>> START Text
Awak Kuier Is Ready to Soar


The slam-dunking star out of Finland is a likely top-five pick.

One evening late last June, Awak Kuier found herself on court in the Puotila region of Helsinki, Finland, eager to advise a group of more than two dozen young girls. While not much older than the majority of the participants at that night’s basketball camp, which was composed mostly of immigrants, Kuier, then 18, stood out among them.

Standing at 6' 5" with braids that sway as she glides around the court, Kuier (pronounced KU-ear) is tough to miss. Her accomplishments, to those in Finland, are also renowned.

At 16, she debuted with the senior national team, developing into the centerpiece of its roster. And for years, she has garnered fame for the ease in which she skies above the rim on dunks. On Thursday night, Kuier, 19, will hear her name called in the 2021 WNBA draft, very likely in the top five. If that happens, Kuier will be the first player not to have played in college selected in that range since 2011, and just the second since 2001.
>> END Text
>> START Listing
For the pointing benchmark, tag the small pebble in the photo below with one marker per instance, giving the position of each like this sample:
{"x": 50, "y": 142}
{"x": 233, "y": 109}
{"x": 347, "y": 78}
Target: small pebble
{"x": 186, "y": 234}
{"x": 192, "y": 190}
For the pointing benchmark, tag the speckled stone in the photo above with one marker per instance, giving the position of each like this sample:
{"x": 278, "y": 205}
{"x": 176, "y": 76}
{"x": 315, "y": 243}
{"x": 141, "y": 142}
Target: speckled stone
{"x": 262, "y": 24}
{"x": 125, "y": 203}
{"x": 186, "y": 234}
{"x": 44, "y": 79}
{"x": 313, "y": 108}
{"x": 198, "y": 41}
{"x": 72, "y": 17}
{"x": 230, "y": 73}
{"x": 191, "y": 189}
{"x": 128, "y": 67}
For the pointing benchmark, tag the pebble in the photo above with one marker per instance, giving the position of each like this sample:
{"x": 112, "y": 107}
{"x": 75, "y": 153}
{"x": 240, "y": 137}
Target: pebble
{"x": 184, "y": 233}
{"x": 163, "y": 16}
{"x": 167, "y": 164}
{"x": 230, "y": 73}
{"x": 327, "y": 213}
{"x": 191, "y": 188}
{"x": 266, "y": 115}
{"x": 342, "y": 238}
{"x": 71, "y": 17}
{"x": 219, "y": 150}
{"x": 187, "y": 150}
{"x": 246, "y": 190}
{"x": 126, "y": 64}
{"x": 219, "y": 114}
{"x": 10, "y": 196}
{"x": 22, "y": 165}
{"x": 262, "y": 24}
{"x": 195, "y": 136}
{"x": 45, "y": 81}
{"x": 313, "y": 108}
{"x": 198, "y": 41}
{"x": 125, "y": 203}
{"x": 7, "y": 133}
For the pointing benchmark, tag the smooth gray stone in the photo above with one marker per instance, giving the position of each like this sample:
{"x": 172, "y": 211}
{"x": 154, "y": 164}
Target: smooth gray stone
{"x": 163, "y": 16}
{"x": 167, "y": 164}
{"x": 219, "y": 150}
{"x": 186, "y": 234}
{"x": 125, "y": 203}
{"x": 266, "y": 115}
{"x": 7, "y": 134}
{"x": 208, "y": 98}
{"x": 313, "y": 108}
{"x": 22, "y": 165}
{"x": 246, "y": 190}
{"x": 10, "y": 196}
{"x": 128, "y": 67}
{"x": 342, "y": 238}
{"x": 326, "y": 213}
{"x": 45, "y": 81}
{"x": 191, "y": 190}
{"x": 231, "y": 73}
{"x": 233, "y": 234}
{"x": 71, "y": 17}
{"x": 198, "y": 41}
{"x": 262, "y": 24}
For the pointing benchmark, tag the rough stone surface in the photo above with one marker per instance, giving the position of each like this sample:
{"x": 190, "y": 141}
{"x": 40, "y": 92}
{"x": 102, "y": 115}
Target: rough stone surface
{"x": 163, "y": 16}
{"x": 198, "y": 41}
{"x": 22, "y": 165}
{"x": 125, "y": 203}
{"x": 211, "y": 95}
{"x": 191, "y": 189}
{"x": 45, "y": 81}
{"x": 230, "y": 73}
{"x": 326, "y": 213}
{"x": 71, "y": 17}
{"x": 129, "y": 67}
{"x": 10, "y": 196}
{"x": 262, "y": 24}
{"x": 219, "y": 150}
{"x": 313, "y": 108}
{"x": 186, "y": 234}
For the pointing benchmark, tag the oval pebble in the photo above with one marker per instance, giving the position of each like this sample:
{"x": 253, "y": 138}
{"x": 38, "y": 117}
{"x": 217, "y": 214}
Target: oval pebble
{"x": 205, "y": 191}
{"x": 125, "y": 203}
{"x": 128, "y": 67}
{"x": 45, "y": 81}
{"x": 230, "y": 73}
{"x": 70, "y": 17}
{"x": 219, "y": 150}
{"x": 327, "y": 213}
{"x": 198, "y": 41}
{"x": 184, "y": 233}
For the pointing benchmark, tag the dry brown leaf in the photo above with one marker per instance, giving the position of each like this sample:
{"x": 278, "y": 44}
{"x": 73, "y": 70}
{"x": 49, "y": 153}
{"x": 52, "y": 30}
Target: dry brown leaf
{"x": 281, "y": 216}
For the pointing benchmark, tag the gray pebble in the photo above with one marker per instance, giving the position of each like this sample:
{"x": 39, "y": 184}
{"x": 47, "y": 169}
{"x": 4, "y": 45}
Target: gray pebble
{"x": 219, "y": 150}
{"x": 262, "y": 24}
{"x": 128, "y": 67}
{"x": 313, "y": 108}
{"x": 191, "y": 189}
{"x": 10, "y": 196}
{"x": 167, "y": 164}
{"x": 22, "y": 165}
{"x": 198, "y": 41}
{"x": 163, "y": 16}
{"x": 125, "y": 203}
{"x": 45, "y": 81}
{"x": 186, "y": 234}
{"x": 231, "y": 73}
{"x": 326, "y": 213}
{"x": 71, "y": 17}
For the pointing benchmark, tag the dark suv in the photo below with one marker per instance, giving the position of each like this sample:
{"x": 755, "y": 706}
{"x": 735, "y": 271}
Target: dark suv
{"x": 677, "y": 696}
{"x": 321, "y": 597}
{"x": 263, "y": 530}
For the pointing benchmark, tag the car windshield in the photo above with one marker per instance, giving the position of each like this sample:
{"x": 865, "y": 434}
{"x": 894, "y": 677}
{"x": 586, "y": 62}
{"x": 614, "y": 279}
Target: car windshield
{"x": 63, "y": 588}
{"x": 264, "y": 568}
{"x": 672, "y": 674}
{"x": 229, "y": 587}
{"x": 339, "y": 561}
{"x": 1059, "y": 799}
>> END Listing
▶ [Your tasks]
A - Rewrite the Awak Kuier article from "The slam-dunking star" to "are also renowned.", putting "floor" in place of "court".
B - According to the Awak Kuier article, at what age did Kuier debut with Finland's senior national team?
C - Continue the Awak Kuier article from where it stops.
The listing isn't needed for any of this.

▶ [The responses]
A -
The slam-dunking star out of Finland is a likely top-five pick.

One evening late last June, Awak Kuier found herself on floor in the Puotila region of Helsinki, Finland, eager to advise a group of more than two dozen young girls. While not much older than the majority of the participants at that night’s basketball camp, which was composed mostly of immigrants, Kuier, then 18, stood out among them.

Standing at 6' 5" with braids that sway as she glides around the floor, Kuier (pronounced KU-ear) is tough to miss. Her accomplishments, to those in Finland, are also renowned.

B - At 16.

C -
“I think she has no limits,” says Vanja Cernivec, a scout for the Chicago Bulls, who worked with Kuier at multiple Basketball Without Borders camps, while serving as the director of operations for NBA Europe.

But among the girls that June evening, Kuier, who herself is the daughter of Sudanese refugees, doesn’t flaunt her résumé. Instead, she warms those in her presence with her calm demeanor. “Just be comfortable in your own skin,” she says, recalling her advice to them. “And it doesn’t matter that you might look different, because playing basketball is just playing basketball.” She arrived that day following one of her own practices. Throughout the remainder of the summer, she showed up three times per week, looking to better a future generation of Finnish basketball players. She wants to motivate others to fall in love with the sport the way she has.

Unlike most other prospective draftees, Kuier has already entered the professional ranks, having joined Virtus Eirene Ragusa in Italy’s top league last August. There, she’s been matched up against some of the WNBA’s best players, including 2019 Defensive Player of the Year Natasha Howard, and held her own. “She covers the court so quick,” says Mariella Santucci, a teammate at Ragusa. “She’s one of the most talented people I’ve played with.”

“She runs like a gazelle,” Cernivec says.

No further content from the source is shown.